EXERCISE TASK
Copy each line exactly. Leave nothing out.

TASK DATA
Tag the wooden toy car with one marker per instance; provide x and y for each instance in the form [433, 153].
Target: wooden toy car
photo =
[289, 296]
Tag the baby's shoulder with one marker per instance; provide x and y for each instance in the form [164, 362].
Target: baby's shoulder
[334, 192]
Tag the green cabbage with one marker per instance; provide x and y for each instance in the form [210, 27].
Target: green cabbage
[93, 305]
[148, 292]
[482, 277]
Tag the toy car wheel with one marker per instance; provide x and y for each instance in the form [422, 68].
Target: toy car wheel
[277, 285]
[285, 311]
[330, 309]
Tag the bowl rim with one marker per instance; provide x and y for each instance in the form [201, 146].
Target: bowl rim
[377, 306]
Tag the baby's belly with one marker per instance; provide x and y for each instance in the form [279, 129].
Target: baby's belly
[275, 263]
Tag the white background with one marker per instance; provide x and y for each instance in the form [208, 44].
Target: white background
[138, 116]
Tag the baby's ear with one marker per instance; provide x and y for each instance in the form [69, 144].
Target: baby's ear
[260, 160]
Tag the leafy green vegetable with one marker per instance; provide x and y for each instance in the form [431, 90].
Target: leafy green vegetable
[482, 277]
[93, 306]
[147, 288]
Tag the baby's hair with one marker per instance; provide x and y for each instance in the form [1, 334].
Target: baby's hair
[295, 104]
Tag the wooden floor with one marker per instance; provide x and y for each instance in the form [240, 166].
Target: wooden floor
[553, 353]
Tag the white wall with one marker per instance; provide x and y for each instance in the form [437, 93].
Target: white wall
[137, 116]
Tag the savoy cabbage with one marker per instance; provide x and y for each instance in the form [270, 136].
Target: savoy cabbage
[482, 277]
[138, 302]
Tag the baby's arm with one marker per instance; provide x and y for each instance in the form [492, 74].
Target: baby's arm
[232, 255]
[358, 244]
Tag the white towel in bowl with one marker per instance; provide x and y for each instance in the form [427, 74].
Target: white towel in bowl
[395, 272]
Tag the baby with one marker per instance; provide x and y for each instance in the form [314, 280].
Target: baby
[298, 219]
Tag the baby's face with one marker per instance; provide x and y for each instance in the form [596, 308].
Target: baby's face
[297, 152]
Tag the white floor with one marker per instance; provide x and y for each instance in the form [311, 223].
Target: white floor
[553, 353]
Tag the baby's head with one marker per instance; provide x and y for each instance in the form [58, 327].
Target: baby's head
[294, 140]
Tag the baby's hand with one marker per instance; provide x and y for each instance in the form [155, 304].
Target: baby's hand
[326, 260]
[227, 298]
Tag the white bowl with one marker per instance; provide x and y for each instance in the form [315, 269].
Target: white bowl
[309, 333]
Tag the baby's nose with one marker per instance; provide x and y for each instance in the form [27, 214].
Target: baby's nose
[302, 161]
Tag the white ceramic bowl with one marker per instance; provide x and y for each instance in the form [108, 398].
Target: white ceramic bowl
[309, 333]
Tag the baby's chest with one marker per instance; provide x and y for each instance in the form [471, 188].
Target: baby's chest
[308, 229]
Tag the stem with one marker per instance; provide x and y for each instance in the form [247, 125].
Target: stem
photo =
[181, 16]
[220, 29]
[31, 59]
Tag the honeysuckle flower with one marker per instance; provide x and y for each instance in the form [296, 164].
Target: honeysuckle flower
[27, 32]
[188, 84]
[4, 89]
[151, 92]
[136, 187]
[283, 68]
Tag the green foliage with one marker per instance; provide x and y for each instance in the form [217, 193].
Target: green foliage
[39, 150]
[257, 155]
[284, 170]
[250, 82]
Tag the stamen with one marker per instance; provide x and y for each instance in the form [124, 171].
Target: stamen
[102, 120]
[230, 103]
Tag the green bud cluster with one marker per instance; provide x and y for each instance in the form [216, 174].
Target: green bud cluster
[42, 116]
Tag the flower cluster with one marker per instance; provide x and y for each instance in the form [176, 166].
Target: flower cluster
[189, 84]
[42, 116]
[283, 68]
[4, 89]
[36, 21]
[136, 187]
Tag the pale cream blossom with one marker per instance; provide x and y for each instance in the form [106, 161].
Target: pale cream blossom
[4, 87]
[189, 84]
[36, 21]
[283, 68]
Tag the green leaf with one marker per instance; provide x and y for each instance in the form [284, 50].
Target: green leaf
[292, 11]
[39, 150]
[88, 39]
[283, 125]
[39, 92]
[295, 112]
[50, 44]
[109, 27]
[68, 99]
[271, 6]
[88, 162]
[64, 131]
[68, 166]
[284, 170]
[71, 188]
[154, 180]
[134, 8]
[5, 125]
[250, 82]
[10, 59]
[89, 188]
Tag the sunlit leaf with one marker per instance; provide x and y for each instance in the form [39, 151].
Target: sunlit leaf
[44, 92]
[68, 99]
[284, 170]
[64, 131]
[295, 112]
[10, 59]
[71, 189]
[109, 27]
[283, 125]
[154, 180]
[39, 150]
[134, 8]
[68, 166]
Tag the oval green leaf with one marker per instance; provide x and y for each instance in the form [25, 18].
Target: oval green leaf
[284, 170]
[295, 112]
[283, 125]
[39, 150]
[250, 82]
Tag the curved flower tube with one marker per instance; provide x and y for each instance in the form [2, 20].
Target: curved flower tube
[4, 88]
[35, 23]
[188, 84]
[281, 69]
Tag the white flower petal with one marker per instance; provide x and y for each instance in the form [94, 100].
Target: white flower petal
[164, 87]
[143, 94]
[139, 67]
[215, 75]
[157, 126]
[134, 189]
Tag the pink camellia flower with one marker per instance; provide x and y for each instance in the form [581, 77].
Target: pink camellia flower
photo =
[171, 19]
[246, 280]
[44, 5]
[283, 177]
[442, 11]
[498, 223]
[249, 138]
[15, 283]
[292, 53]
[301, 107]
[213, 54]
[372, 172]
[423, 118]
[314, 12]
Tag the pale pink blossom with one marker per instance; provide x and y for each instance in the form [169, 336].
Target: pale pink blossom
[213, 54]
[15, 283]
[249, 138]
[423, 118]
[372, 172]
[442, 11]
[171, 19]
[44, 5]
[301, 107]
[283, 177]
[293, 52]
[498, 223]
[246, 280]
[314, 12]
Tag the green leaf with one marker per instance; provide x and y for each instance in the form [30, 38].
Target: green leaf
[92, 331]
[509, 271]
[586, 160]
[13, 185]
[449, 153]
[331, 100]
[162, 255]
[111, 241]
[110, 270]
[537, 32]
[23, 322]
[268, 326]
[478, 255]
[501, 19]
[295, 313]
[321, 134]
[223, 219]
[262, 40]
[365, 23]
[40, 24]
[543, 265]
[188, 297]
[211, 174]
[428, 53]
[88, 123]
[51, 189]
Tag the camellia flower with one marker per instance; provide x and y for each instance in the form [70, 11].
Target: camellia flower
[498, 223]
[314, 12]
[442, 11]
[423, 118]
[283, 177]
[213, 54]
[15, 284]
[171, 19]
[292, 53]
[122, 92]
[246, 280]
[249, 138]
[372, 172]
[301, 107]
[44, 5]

OUTPUT BELOW
Tag the wooden toy car with one marker per instance; provide x and y for each instance in the form [433, 153].
Target: wooden toy car
photo =
[289, 296]
Tag the baby's shoulder with one marker per instance; provide x and y for each instance in the form [164, 362].
Target: baby's shoulder
[334, 192]
Tag the green cabbage with one marker per instance; provide x and y for each instance in the form [210, 27].
Target: green cabbage
[93, 305]
[148, 292]
[482, 277]
Tag the toy car wheel with one marker per instance; provide x and y for each instance in the form [422, 68].
Target: toy car wheel
[277, 285]
[285, 311]
[330, 309]
Tag the bowl rim with one marker per instance; provide x and y for each instance in the form [201, 146].
Target: bowl rim
[377, 306]
Tag the baby's belly with one marker per instance; provide x and y for each instance in the form [279, 129].
Target: baby's belly
[275, 263]
Tag the white background with one marker per instance; provide x and y for each instance in the form [208, 44].
Target: white background
[138, 116]
Tag the baby's ear with one marker per instance; provide x and y for each instance in the form [69, 144].
Target: baby's ear
[260, 160]
Tag the leafy green vegetable with one marker per instance; provide x and y for each instance in the form [431, 90].
Target: leafy green vegetable
[482, 277]
[93, 306]
[147, 288]
Tag the baby's hair with one marker per instance; provide x and y for each instance in the form [1, 334].
Target: baby's hair
[295, 104]
Tag the wooden floor with one marker per instance; provide x and y for each instance in the form [240, 166].
Target: wooden floor
[553, 353]
Tag the white wall with one marker per instance; provide x and y for each instance in the form [437, 93].
Target: white wall
[137, 116]
Tag the savoy cabbage with one marker per instance; provide x and y for each instance in the form [270, 136].
Target: savoy cabbage
[482, 277]
[138, 302]
Tag the baby's arm with one marker per instance; provide x and y for each instance in the form [492, 74].
Target: baby's arm
[232, 255]
[358, 244]
Tag the white towel in bowl with one marker per instance; provide x and y for each instance in the form [427, 74].
Target: white towel in bowl
[395, 272]
Tag the baby with one marker per instance; provide x and y for each instance in the form [314, 280].
Target: baby
[298, 219]
Tag the baby's face with one marker per instance; provide x and y for each instance in the form [596, 308].
Target: baby's face
[297, 152]
Tag the white floor with one marker per instance; provide x and y for each instance in the form [311, 223].
Target: white floor
[553, 353]
Tag the baby's head with one marker per instance; provide x and y for each instance in the form [58, 327].
Target: baby's head
[294, 140]
Tag the baby's hand with one marker per instance; provide x and y for each instance in the form [155, 304].
Target: baby's hand
[326, 260]
[227, 298]
Tag the white bowl with one marker per instance; provide x and y for each instance in the form [315, 269].
Target: white bowl
[309, 333]
Tag the baby's nose with one marker per instance; provide x and y for each instance in the form [27, 214].
Target: baby's nose
[302, 161]
Tag the white ceramic bowl with one marker per instance; provide x and y for each instance in the form [108, 398].
Target: white ceramic bowl
[309, 333]
Tag the baby's chest with one marker per instance; provide x and y for each instance in the form [471, 188].
Target: baby's chest
[308, 229]
Tag the stem with one marker per instance; provide x and y for each instance in the form [247, 125].
Target: stem
photo =
[181, 16]
[220, 29]
[31, 59]
Tag the honeysuckle flower with one marker per instance; provide x and y for each instance in the form [296, 164].
Target: honeysuckle flower
[27, 32]
[188, 84]
[4, 89]
[151, 92]
[136, 187]
[283, 68]
Tag the green foliage with one marker per instance; provide x and y for each instance in the form [217, 193].
Target: green foliage
[39, 150]
[257, 155]
[284, 170]
[250, 82]
Tag the stamen with one marker per instance; provide x and y for each instance in the form [124, 171].
Target: stamen
[102, 120]
[230, 103]
Tag the green bud cluster with one marker per instance; provide x and y for each instance in the form [216, 174].
Target: green bud cluster
[42, 116]
Tag the flower cluster with one marker per instance; provide x and y for each instance in the form [176, 166].
Target: flower cluster
[189, 84]
[42, 116]
[283, 68]
[4, 89]
[36, 21]
[136, 187]
Tag the pale cream blossom with one marker per instance; provide x and y for each instance in the form [106, 161].
Target: pale cream blossom
[4, 87]
[189, 84]
[36, 21]
[283, 68]
Tag the green leaf with one marker per instance; provide x and y for each instance in the form [284, 50].
Target: green leaf
[292, 11]
[39, 150]
[88, 39]
[283, 125]
[39, 92]
[295, 112]
[50, 44]
[109, 27]
[68, 99]
[271, 6]
[88, 162]
[64, 131]
[68, 166]
[284, 170]
[71, 188]
[154, 180]
[134, 8]
[5, 125]
[250, 82]
[10, 59]
[89, 188]
Tag the sunlit leaf with one marker per instance; provide x and y for each instance in the form [39, 151].
Target: sunlit leaf
[44, 92]
[68, 99]
[284, 170]
[64, 131]
[295, 112]
[10, 59]
[71, 189]
[109, 27]
[283, 125]
[154, 180]
[39, 150]
[134, 8]
[68, 166]
Tag the oval green leaf with one marker per instance; provide x and y for each instance in the form [25, 18].
Target: oval green leaf
[284, 170]
[295, 112]
[283, 125]
[39, 150]
[250, 82]
Tag the curved flower tube with one marker per instance; provide x and y for each instance in the form [2, 20].
Target: curved flower tube
[4, 88]
[35, 23]
[188, 84]
[281, 69]
Tag the white flower petal with one marker per instance; provide x and y for each instance in the form [94, 100].
Target: white flower petal
[164, 87]
[143, 94]
[139, 67]
[215, 75]
[157, 126]
[134, 189]
Tag the pink camellia flower with one marker per instance; provide x and y for each instance in the form [581, 77].
Target: pink camellia flower
photo =
[171, 19]
[246, 280]
[44, 5]
[283, 177]
[442, 11]
[498, 223]
[249, 138]
[15, 283]
[292, 53]
[301, 107]
[213, 54]
[372, 172]
[423, 118]
[314, 12]
Tag the pale pink blossom with one marker per instance; provide x and y for each instance in the form [169, 336].
Target: pale pink blossom
[213, 54]
[15, 283]
[249, 138]
[423, 118]
[372, 172]
[442, 11]
[171, 19]
[44, 5]
[301, 107]
[283, 177]
[293, 52]
[498, 223]
[246, 280]
[314, 12]
Tag the green leaf with one marker per instance; provide x and y for each instance in the form [30, 38].
Target: green leaf
[92, 331]
[509, 271]
[586, 160]
[13, 185]
[449, 153]
[331, 100]
[162, 255]
[111, 241]
[110, 270]
[537, 32]
[23, 322]
[268, 326]
[478, 255]
[501, 19]
[295, 313]
[321, 134]
[223, 219]
[262, 40]
[365, 23]
[40, 24]
[543, 265]
[188, 297]
[211, 174]
[428, 53]
[88, 123]
[51, 189]
Tag the camellia flower with one marker per instance; provide x and y for each instance in the form [70, 11].
Target: camellia flower
[498, 223]
[314, 12]
[442, 11]
[423, 118]
[283, 177]
[213, 54]
[15, 284]
[171, 19]
[292, 53]
[122, 92]
[246, 280]
[249, 138]
[372, 172]
[301, 107]
[44, 5]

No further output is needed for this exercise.